▽

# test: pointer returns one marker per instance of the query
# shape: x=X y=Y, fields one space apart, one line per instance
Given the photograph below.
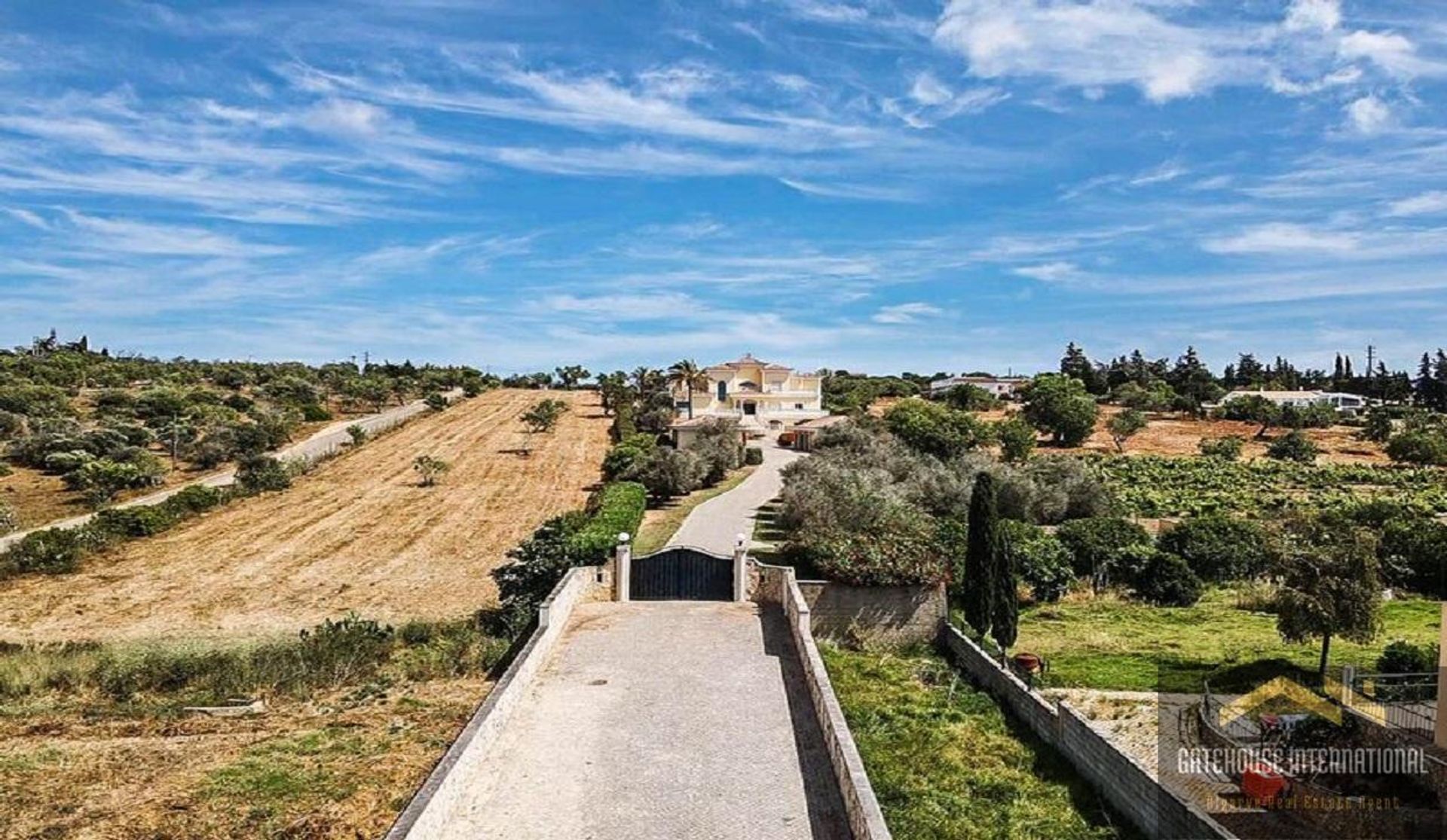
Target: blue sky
x=857 y=184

△

§ ЗАДАНИЕ
Можете оформить все строки материала выше как JSON-список строк, по одной записи на каждую строку, без пустых строк и без изображений?

§ ОТВЕТ
[
  "# test: pointer returns one marker per instance of the query",
  "# shape: x=X y=Y, fields one space apart, one line per instance",
  "Given the photograph below.",
  "Target: blue sky",
  "x=857 y=184"
]